### [SELECTED EXCERPT]
■ ■ ■ ■

A LIVERPOOL student is on the way to be being crowned the UK’s best “Unipreneur” after coming up with a world first to help people with colour blindness while completing his studies.

Luke Walsh, 25, from Aigburth, has created computer software that will help colour-blind sufferers to identify the colours they can’t see.

The software can be added to any desktop or mobile phone and will automatically change the blind colours into another so the user can see them.

After four years and £50,000 to develop the software, Luke and fellow student Luke Jefferson are national finalists in the HSBC awards.

Their product, which was whittled down from 400, faces competition from four other ideas including a water purifier for the third world.

Luke, an electronics student at York University, is hoping opticians will initially promote their software to people at diagnosis stage.

But from there, he hopes to make his millions selling the software at £25 to the one in 12 people who suffer from colour blindness.

He said: “I met Luke on a business scholarship trip to America we both went on.

“He had come up with the idea to help colour-blind people through his PhD work and with our similar computer and electronic background we hooked up and formed our company Scratchface Limited.

“My dad has a Liverpool-based electronics business, and from the age of two I used to help him build equipment.”

The pair are hoping their product will appeal to some of the ½bn sufferers of colour blindness across the world.

Luke added: “We want to launch the business, www.huetility.com, from here in Liverpool.”

The Unipreneurs award is run by HSBC, who will present the winner with a cheque for £20,000 at the end of April.

The award is open to young students and recent graduates and is backed by the National Council for Graduate Entrepreneurship (NCGE).

■ ■ ■ ■

### [PROVIDED INFORMATION]

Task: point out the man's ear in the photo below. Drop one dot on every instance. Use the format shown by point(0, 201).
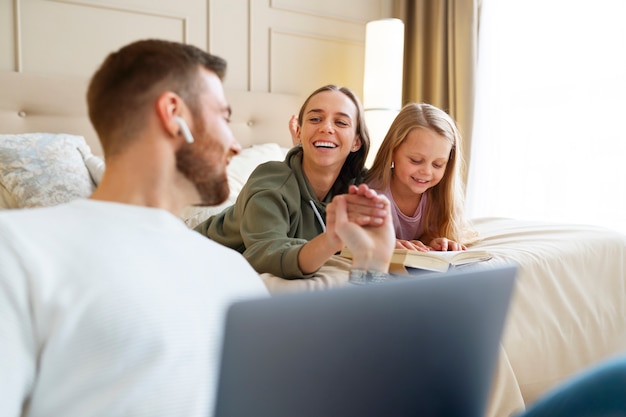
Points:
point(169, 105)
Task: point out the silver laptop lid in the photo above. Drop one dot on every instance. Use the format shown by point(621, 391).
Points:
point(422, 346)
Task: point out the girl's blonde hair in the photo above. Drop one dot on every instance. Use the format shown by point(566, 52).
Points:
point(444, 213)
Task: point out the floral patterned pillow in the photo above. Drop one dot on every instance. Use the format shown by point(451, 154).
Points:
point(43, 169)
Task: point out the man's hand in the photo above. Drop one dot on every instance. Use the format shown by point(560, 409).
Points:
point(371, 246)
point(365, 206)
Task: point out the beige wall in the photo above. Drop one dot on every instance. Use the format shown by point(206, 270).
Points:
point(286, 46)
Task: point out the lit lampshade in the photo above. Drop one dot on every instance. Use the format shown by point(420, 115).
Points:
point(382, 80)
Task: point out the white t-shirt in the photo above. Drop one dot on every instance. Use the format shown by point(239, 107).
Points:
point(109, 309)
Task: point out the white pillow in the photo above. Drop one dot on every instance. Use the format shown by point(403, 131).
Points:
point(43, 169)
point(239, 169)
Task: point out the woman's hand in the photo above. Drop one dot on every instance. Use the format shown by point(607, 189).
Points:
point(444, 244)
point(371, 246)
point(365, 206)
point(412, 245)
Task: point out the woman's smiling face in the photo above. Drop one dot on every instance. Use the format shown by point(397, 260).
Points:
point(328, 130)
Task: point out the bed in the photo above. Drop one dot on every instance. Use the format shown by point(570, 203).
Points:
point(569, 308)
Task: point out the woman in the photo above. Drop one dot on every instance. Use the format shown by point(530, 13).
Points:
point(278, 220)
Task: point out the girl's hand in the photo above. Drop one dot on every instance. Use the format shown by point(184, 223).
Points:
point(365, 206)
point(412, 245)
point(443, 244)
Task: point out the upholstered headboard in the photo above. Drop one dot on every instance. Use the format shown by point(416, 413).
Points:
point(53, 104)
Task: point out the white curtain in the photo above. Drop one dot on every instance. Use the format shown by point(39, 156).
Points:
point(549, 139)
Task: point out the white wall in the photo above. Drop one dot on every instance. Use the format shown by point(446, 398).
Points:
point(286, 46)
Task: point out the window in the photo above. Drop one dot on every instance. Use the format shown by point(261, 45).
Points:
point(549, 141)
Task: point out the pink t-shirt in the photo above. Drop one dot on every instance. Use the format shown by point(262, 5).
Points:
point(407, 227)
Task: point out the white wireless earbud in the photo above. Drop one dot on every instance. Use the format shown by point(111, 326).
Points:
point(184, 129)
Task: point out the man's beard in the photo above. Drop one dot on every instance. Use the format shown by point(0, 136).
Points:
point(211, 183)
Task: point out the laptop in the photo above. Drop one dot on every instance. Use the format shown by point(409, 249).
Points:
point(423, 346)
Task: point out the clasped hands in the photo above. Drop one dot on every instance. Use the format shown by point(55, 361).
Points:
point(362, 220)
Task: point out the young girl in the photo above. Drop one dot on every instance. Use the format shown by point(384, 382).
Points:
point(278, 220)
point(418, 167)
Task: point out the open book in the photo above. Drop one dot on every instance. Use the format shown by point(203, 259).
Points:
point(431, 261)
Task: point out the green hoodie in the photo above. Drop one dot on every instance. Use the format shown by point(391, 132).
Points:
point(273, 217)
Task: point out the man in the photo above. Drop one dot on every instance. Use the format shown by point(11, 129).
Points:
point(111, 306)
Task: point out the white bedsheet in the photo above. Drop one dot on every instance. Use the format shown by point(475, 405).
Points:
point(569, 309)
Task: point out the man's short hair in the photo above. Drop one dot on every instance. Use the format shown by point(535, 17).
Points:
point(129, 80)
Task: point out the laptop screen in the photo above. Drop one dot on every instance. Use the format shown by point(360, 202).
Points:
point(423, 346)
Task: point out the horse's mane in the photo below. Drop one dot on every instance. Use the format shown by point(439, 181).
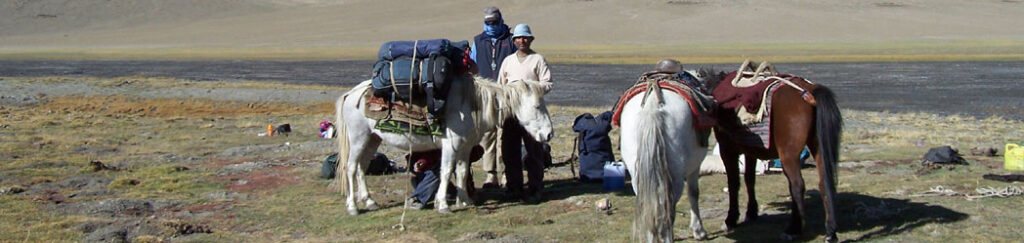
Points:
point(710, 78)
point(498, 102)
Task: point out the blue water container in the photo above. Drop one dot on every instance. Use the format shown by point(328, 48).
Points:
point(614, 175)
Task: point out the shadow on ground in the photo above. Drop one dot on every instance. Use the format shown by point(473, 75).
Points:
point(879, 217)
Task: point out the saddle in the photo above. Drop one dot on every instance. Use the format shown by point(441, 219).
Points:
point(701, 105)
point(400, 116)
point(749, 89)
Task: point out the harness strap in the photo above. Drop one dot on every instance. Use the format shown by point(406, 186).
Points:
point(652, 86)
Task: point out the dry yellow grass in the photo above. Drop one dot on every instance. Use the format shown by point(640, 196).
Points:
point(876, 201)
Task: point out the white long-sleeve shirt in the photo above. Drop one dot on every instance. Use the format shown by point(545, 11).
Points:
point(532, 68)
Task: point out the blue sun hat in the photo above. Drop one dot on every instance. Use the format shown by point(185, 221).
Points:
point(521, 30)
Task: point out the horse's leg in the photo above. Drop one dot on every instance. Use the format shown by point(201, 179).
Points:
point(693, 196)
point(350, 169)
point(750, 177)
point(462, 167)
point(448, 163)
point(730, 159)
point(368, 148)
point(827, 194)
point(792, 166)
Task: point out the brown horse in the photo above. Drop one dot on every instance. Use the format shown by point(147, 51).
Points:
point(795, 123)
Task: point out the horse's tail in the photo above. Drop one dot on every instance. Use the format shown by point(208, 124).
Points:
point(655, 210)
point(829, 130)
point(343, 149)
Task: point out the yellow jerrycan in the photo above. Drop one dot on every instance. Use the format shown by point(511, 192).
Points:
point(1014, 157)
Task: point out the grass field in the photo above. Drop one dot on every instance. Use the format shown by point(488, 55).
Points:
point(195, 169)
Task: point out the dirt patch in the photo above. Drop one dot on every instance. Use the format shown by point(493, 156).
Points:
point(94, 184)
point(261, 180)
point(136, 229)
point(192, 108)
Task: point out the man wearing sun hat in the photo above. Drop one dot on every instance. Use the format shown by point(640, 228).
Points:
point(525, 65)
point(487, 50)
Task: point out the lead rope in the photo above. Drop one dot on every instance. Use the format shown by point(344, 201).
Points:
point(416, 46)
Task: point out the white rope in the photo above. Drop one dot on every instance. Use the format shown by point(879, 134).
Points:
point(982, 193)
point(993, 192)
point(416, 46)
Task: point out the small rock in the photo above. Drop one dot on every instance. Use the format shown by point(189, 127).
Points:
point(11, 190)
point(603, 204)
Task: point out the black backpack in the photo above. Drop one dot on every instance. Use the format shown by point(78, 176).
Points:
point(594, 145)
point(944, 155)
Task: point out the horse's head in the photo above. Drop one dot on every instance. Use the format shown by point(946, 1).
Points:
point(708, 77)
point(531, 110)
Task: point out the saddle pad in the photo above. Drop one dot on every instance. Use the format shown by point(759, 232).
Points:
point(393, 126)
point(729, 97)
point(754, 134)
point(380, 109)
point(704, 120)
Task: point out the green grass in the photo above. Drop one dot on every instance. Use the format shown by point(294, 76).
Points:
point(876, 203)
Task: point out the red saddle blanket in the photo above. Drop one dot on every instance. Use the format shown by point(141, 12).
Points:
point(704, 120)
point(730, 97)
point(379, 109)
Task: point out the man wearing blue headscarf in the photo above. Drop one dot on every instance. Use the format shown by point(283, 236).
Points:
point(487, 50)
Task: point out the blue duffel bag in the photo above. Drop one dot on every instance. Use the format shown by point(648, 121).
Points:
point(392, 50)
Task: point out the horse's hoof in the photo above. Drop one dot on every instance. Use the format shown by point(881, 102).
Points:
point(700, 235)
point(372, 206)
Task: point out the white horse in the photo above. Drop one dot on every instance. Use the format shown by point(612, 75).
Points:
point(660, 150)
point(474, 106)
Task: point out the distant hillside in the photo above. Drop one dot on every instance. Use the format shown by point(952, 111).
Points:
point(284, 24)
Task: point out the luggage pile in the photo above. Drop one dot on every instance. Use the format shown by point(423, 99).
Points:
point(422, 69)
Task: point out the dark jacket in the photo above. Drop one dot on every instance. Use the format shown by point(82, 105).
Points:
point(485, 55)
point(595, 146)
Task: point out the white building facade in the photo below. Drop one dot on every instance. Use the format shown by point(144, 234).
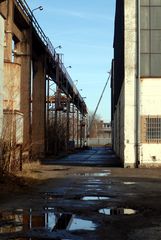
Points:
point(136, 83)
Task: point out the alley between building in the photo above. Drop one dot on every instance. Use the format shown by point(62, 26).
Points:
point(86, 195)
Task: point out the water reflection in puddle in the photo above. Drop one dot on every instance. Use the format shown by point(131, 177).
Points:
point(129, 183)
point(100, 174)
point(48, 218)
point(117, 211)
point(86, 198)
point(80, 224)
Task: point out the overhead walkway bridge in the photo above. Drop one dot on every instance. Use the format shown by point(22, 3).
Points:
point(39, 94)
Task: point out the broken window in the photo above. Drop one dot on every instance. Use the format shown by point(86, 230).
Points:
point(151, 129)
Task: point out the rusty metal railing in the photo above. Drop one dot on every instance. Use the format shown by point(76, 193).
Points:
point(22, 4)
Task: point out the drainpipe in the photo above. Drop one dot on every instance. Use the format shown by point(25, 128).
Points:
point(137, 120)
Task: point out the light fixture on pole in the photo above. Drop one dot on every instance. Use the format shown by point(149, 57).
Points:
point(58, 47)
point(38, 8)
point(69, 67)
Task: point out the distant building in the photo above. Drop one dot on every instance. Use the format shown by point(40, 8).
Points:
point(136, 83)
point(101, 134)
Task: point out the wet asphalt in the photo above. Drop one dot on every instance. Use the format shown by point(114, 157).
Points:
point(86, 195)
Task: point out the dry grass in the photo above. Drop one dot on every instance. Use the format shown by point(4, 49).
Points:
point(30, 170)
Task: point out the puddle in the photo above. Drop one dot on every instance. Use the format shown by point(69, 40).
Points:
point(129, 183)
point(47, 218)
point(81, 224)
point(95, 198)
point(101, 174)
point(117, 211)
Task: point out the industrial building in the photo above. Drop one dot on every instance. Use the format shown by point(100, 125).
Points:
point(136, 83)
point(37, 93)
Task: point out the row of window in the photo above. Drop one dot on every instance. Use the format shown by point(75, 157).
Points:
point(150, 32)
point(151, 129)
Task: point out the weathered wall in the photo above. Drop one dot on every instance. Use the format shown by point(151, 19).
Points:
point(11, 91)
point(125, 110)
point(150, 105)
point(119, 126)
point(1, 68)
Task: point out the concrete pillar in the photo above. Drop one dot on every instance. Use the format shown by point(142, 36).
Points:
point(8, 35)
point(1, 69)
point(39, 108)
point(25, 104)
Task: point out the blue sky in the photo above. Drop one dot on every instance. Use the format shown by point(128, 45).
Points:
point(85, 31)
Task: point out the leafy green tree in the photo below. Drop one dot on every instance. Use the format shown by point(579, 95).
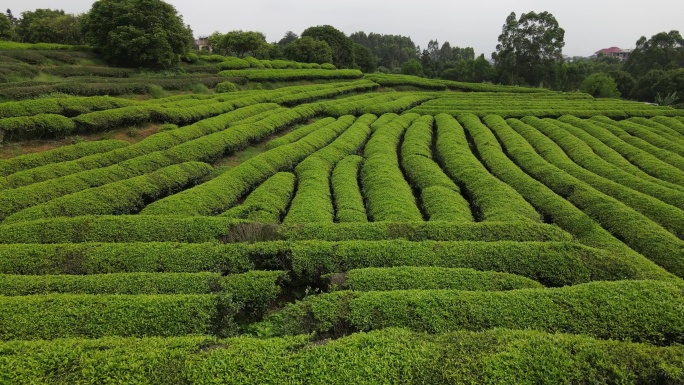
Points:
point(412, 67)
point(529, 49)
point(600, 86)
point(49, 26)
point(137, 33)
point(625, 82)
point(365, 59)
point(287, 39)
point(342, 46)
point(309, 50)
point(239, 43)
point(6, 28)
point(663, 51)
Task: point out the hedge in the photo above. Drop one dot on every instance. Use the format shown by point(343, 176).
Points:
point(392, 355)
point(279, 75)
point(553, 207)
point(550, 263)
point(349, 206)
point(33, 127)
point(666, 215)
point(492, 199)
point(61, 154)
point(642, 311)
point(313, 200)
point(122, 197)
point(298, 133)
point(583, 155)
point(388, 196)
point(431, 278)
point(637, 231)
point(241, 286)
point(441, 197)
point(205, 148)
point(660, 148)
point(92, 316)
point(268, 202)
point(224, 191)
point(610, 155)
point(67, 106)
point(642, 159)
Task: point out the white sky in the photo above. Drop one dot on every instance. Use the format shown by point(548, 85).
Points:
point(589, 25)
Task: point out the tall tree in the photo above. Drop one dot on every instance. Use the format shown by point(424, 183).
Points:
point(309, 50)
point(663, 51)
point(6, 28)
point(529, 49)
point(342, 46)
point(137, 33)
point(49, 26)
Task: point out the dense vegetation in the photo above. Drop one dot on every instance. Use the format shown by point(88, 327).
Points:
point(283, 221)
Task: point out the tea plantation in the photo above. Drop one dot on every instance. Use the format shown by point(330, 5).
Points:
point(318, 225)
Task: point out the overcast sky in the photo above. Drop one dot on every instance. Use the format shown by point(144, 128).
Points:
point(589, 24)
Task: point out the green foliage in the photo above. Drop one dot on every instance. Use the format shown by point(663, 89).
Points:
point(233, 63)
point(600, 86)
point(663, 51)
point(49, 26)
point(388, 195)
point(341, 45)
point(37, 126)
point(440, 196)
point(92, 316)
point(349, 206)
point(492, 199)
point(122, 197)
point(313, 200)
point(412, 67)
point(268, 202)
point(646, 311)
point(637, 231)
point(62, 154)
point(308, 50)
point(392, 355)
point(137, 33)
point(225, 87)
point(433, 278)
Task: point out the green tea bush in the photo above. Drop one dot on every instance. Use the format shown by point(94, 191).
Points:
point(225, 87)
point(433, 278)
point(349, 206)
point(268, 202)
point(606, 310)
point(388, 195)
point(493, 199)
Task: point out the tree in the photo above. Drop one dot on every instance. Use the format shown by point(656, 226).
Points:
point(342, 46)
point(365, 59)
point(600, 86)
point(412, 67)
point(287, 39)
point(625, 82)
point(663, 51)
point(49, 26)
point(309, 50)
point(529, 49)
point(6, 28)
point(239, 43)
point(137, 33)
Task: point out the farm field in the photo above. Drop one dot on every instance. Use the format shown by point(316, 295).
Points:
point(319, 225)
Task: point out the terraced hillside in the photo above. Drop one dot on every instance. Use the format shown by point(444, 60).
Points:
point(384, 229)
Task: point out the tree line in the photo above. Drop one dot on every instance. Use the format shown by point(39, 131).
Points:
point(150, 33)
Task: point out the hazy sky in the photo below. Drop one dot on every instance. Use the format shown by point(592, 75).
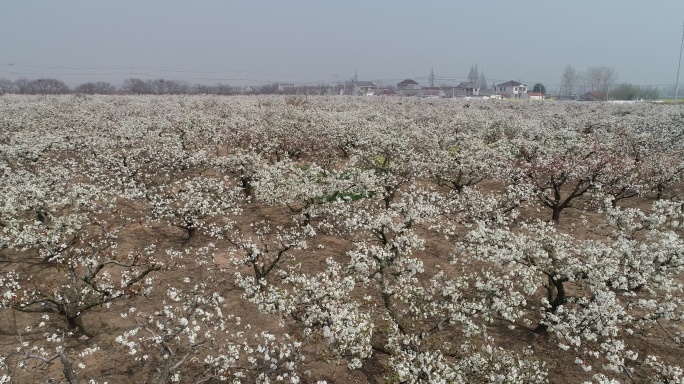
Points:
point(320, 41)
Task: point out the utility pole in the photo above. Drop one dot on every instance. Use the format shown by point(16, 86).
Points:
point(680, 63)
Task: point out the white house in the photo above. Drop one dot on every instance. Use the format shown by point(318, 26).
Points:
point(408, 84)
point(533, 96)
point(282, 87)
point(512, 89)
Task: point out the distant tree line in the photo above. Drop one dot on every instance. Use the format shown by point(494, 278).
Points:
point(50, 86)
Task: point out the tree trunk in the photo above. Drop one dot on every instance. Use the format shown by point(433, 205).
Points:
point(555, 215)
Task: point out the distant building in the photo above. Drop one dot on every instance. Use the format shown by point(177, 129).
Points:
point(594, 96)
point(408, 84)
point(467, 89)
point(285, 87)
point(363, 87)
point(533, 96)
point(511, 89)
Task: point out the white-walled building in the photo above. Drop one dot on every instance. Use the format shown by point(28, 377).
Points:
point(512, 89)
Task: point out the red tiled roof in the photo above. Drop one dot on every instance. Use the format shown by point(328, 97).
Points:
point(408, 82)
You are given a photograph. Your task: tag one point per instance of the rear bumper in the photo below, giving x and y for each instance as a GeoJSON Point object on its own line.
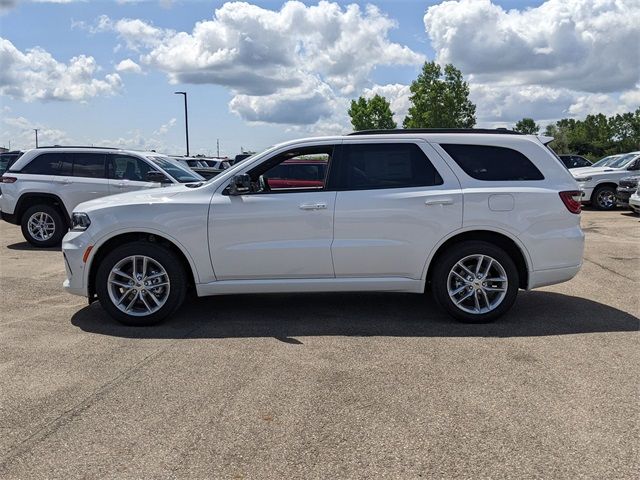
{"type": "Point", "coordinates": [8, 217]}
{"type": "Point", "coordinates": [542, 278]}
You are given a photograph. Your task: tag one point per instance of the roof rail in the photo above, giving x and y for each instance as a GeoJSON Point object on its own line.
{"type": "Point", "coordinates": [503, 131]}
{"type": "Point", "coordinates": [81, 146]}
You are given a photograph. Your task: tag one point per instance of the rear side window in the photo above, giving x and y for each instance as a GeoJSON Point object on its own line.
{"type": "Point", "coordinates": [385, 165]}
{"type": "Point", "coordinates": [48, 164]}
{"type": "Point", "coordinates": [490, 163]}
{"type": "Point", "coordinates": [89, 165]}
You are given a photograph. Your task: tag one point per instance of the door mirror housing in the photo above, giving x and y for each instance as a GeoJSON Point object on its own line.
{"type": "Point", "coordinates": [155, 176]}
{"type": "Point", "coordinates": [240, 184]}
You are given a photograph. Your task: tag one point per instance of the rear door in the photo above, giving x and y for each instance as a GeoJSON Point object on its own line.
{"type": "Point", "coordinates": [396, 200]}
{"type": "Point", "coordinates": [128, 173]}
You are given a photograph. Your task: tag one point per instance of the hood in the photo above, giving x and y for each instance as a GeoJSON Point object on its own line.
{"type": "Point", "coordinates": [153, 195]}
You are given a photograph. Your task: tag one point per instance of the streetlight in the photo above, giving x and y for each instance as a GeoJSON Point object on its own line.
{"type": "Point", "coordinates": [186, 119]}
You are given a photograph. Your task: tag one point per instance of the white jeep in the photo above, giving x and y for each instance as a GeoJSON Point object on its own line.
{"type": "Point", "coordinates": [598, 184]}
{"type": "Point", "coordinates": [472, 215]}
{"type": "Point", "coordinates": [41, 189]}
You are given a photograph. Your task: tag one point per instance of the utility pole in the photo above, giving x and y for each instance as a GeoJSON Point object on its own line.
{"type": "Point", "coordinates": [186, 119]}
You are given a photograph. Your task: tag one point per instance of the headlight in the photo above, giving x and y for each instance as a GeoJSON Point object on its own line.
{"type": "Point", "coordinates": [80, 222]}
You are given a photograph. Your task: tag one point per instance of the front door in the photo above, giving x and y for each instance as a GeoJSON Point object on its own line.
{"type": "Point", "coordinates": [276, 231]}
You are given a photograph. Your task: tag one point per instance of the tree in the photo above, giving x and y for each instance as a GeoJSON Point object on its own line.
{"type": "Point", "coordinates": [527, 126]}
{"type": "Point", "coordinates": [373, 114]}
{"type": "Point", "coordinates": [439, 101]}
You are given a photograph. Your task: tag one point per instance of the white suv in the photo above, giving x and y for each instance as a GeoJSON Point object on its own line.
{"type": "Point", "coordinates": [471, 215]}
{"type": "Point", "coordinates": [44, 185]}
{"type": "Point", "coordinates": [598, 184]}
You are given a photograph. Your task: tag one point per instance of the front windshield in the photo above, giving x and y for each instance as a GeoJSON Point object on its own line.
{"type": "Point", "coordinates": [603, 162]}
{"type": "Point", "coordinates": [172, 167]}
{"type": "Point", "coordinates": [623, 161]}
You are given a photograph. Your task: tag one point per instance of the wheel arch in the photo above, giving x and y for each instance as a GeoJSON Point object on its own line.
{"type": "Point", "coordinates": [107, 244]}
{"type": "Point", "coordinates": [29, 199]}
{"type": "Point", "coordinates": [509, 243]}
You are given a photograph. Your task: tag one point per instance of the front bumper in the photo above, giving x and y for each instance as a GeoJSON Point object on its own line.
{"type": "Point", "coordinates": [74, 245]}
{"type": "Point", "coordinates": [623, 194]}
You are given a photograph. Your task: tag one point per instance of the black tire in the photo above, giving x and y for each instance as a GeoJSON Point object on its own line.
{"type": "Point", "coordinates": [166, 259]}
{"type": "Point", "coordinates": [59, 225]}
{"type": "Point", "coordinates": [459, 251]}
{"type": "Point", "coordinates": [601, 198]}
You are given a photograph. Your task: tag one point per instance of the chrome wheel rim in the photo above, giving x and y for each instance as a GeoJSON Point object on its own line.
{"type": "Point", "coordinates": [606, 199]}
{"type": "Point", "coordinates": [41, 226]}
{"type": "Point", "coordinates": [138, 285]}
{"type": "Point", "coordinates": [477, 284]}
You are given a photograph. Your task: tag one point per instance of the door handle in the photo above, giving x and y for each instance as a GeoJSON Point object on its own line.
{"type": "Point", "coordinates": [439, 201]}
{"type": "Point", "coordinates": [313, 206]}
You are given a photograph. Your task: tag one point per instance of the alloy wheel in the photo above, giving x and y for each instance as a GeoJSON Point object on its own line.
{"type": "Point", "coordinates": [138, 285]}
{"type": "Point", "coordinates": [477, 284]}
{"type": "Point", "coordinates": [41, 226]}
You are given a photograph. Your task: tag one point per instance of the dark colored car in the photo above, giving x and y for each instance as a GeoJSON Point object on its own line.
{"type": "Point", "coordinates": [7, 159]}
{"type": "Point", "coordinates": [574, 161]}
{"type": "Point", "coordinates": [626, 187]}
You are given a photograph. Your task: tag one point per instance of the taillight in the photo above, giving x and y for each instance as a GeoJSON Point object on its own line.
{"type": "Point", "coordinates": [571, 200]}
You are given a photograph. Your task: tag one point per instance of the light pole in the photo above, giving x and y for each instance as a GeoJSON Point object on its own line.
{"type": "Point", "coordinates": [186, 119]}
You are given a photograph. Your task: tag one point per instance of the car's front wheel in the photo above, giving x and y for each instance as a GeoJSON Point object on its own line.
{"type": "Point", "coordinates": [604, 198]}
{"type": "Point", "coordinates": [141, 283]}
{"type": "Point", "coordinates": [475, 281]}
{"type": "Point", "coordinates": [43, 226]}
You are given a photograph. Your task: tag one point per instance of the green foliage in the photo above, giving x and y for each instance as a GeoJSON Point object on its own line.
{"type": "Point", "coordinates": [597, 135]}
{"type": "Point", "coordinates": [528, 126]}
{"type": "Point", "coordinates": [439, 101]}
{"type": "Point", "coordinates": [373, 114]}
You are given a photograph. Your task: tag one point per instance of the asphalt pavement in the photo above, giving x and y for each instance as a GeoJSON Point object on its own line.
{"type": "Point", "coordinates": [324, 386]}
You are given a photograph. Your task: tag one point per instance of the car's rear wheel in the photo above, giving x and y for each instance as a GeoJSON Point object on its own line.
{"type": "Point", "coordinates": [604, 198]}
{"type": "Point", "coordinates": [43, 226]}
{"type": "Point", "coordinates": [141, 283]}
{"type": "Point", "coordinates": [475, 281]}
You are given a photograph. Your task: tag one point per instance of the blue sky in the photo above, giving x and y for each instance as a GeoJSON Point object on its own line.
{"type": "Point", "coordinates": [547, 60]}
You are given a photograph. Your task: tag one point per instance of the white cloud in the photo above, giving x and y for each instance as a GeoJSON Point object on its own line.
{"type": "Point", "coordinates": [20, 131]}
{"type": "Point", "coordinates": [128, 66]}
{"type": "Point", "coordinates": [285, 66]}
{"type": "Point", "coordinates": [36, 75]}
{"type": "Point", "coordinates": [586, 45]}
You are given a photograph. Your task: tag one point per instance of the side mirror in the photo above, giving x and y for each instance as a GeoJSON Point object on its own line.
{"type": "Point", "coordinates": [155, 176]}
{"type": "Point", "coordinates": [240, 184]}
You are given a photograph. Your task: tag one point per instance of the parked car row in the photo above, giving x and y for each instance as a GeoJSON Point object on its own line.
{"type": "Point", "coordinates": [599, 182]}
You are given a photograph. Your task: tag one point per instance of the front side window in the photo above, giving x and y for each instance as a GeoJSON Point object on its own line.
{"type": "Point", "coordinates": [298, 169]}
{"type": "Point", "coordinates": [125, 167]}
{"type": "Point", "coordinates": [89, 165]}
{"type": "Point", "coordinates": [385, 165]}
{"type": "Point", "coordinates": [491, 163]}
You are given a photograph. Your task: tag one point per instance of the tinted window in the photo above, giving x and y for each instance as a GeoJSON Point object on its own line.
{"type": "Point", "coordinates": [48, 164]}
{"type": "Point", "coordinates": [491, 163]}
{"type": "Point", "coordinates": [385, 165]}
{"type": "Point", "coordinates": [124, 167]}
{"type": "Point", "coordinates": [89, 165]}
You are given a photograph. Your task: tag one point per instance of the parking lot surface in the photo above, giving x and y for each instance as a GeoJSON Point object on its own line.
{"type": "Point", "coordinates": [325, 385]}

■ ■ ■ ■

### [DIRECTIONS]
a) In two sentences, summarize the article about the color-blindness software.
b) According to the article about the color-blindness software, how much will HSBC give the winner of the Unipreneurs award?

### [ANSWER SECTION]
a) Luke Walsh, a 25-year-old electronics student from Aigburth, and fellow student Luke Jefferson have spent four years and £50,000 developing software for desktops and mobile phones that automatically changes the colors color-blind users can't see into ones they can. Their product is a national finalist in HSBC's Unipreneurs award, and they hope to sell it for £25 to the one in 12 people who have color blindness.

b) £20,000, presented at the end of April.